• [Requirement]: The response must reproduce every record in full.

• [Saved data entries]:
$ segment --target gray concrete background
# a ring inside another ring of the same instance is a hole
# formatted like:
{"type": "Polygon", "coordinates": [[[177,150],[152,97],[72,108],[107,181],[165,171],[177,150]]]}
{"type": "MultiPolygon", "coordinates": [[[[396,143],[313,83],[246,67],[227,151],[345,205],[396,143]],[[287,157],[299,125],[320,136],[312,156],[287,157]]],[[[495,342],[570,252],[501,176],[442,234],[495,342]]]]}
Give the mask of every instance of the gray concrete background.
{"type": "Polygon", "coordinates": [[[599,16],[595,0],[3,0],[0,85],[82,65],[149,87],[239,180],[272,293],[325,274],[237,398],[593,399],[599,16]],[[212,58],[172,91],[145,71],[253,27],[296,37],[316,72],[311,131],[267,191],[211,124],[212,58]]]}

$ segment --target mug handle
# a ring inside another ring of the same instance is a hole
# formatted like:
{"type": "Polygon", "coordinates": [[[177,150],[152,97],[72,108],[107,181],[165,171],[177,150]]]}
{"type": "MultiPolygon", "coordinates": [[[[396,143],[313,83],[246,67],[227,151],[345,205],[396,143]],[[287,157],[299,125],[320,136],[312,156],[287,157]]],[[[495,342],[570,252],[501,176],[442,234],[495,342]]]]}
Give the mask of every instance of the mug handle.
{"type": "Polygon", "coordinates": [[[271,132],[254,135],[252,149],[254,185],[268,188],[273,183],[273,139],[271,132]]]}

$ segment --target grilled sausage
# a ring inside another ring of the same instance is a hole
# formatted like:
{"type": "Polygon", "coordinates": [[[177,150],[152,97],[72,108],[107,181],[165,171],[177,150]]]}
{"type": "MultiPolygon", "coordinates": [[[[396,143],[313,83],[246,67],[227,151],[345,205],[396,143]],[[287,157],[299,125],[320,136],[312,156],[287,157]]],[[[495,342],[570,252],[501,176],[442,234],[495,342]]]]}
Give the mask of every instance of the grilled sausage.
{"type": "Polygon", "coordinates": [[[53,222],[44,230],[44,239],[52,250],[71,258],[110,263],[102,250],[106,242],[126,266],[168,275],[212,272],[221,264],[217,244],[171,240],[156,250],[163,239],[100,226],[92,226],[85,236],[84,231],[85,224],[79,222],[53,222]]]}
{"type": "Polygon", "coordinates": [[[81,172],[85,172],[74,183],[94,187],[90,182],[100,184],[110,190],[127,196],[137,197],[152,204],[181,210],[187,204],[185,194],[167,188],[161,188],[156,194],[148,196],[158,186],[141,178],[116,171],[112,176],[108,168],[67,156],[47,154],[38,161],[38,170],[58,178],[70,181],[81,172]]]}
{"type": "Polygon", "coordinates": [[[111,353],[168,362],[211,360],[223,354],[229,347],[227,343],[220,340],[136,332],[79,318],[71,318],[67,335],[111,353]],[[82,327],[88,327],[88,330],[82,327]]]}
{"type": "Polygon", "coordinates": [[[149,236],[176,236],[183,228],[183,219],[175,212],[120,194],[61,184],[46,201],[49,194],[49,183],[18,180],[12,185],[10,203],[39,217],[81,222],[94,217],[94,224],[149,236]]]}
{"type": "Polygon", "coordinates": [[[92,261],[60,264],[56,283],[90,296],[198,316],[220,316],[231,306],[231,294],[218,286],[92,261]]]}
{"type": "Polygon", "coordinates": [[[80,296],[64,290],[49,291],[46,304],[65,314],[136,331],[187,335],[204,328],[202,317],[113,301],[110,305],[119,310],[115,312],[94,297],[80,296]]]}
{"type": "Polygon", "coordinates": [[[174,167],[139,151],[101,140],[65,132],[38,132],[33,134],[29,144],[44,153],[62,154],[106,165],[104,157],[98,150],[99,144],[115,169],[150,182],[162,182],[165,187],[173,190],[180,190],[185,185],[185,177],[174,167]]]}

• [Your response]:
$ segment --target gray concrete background
# a ring inside another ring of the same instance is a hole
# formatted like:
{"type": "Polygon", "coordinates": [[[177,150],[152,97],[72,108],[107,181],[165,171],[177,150]]]}
{"type": "MultiPolygon", "coordinates": [[[[396,143],[313,83],[246,67],[227,151],[345,205],[396,143]],[[287,157],[299,125],[320,136],[312,156],[287,157]]],[[[495,342],[570,252],[501,176],[442,234],[495,342]]]]}
Give the mask of every instance of the gray concrete background.
{"type": "Polygon", "coordinates": [[[599,16],[595,0],[3,0],[0,85],[82,65],[149,87],[239,180],[272,293],[325,274],[237,398],[593,399],[599,16]],[[212,58],[172,91],[145,71],[253,27],[296,37],[316,72],[311,131],[267,191],[211,124],[212,58]]]}

$ segment --target mug handle
# a ring inside another ring of the same instance is a hole
# formatted like:
{"type": "Polygon", "coordinates": [[[177,150],[152,97],[72,108],[107,181],[165,171],[177,150]]]}
{"type": "MultiPolygon", "coordinates": [[[[396,143],[313,83],[246,67],[227,151],[345,205],[396,143]],[[287,157],[299,125],[320,136],[312,156],[287,157]]],[[[495,342],[570,252],[501,176],[442,234],[495,342]]]]}
Give the mask of every instance of the mug handle.
{"type": "Polygon", "coordinates": [[[271,132],[254,135],[252,149],[254,185],[268,188],[273,183],[273,139],[271,132]]]}

$ segment --target grilled sausage
# a ring inside another ring of the same instance is a hole
# formatted like:
{"type": "Polygon", "coordinates": [[[177,150],[152,97],[72,108],[107,181],[165,171],[177,150]]]}
{"type": "MultiPolygon", "coordinates": [[[[396,143],[313,83],[246,67],[227,151],[345,205],[396,143]],[[287,157],[299,125],[320,136],[312,156],[287,157]]],[[[495,342],[570,252],[501,176],[442,234],[495,342]]]]}
Give the mask of every instance of the grilled sausage.
{"type": "Polygon", "coordinates": [[[53,222],[44,230],[44,239],[52,250],[71,258],[110,263],[102,250],[106,242],[126,266],[168,275],[212,272],[221,264],[217,244],[171,240],[156,250],[163,239],[100,226],[92,226],[85,236],[84,231],[85,224],[79,222],[53,222]]]}
{"type": "Polygon", "coordinates": [[[81,172],[85,172],[74,183],[94,187],[90,182],[100,184],[110,190],[127,196],[137,197],[152,204],[181,210],[187,204],[185,194],[167,188],[161,188],[156,194],[148,196],[158,186],[141,178],[116,171],[112,176],[108,168],[67,156],[47,154],[38,161],[38,170],[58,178],[70,181],[81,172]]]}
{"type": "Polygon", "coordinates": [[[111,353],[168,362],[211,360],[223,354],[229,347],[227,343],[220,340],[136,332],[79,318],[71,318],[67,335],[111,353]],[[82,327],[88,327],[88,330],[82,327]]]}
{"type": "Polygon", "coordinates": [[[149,236],[176,236],[183,228],[183,219],[175,212],[120,194],[61,184],[46,201],[49,194],[49,183],[18,180],[12,185],[10,203],[39,217],[81,222],[94,217],[94,224],[149,236]]]}
{"type": "Polygon", "coordinates": [[[92,261],[60,264],[56,283],[90,296],[198,316],[220,316],[231,306],[231,294],[218,286],[92,261]]]}
{"type": "Polygon", "coordinates": [[[80,296],[64,290],[49,291],[46,304],[65,314],[136,331],[187,335],[204,328],[202,317],[113,301],[110,305],[119,310],[115,312],[94,297],[80,296]]]}
{"type": "Polygon", "coordinates": [[[174,167],[139,151],[101,140],[65,132],[38,132],[33,134],[29,144],[44,153],[62,154],[106,165],[104,157],[98,150],[99,144],[115,169],[150,182],[162,182],[165,187],[173,190],[180,190],[185,185],[185,177],[174,167]]]}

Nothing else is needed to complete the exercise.